- _Direction_
Rewrite the lines below with "JSON list" substituted for "JSON array" wherever it occurs, keeping everything else the same.

==*==

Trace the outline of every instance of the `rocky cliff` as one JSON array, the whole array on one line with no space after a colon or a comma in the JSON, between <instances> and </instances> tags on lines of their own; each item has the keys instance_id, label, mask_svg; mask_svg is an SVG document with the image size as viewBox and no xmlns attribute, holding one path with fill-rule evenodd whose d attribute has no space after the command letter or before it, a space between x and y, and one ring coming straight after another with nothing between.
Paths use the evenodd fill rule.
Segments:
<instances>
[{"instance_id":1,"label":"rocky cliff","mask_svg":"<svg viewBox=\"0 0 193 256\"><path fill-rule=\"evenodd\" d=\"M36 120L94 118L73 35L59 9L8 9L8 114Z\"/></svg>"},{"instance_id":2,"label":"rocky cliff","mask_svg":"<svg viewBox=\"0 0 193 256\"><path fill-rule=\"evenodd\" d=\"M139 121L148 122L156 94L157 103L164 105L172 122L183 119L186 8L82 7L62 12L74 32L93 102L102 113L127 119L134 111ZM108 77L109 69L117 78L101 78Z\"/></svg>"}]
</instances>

==*==

- _Worked answer_
Trace the outline of every instance of the `rocky cliff` as one JSON list, the whole array on one line with no space after a colon or a comma in the JSON, between <instances> and </instances> tags on lines of their own; each item has the keys instance_id, label, mask_svg; mask_svg is an SVG document with the image size as viewBox and no xmlns attribute, holding one path with fill-rule evenodd whose d attribute has no space after the command letter or before it, a space between x and y, and one ring coming straight after another with nothing between.
Paths use the evenodd fill rule.
Segments:
<instances>
[{"instance_id":1,"label":"rocky cliff","mask_svg":"<svg viewBox=\"0 0 193 256\"><path fill-rule=\"evenodd\" d=\"M36 120L94 118L73 35L59 9L8 9L8 114Z\"/></svg>"},{"instance_id":2,"label":"rocky cliff","mask_svg":"<svg viewBox=\"0 0 193 256\"><path fill-rule=\"evenodd\" d=\"M139 121L148 122L156 94L157 103L164 105L172 122L183 119L186 8L82 7L62 12L74 32L93 102L102 113L127 119L134 111ZM108 77L109 69L117 78L101 78Z\"/></svg>"}]
</instances>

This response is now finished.